**Prompt**
Turn every line of the data below into a numbered list, leaving out any blank lines.

---

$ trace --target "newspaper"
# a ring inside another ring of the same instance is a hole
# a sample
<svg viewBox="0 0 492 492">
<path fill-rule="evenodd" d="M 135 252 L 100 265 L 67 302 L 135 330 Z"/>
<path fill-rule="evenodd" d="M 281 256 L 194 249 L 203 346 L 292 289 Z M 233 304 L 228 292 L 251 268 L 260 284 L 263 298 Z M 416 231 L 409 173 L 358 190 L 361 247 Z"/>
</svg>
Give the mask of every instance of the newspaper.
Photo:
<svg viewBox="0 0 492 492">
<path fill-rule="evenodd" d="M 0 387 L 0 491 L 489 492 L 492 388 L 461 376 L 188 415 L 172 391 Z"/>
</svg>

---

**Exercise output**
1. $ trace --target "newspaper"
2. # a ring inside another ring of the same instance is a hole
3. # a sample
4. <svg viewBox="0 0 492 492">
5. <path fill-rule="evenodd" d="M 135 252 L 100 265 L 67 302 L 135 330 Z"/>
6. <path fill-rule="evenodd" d="M 281 256 L 194 249 L 203 346 L 292 289 Z M 233 304 L 228 292 L 251 268 L 260 284 L 263 298 Z M 416 231 L 409 173 L 358 190 L 361 247 Z"/>
7. </svg>
8. Give the mask of every instance of the newspaper.
9. Photo:
10. <svg viewBox="0 0 492 492">
11. <path fill-rule="evenodd" d="M 0 387 L 0 491 L 489 492 L 492 388 L 461 376 L 188 415 L 172 391 Z"/>
12. </svg>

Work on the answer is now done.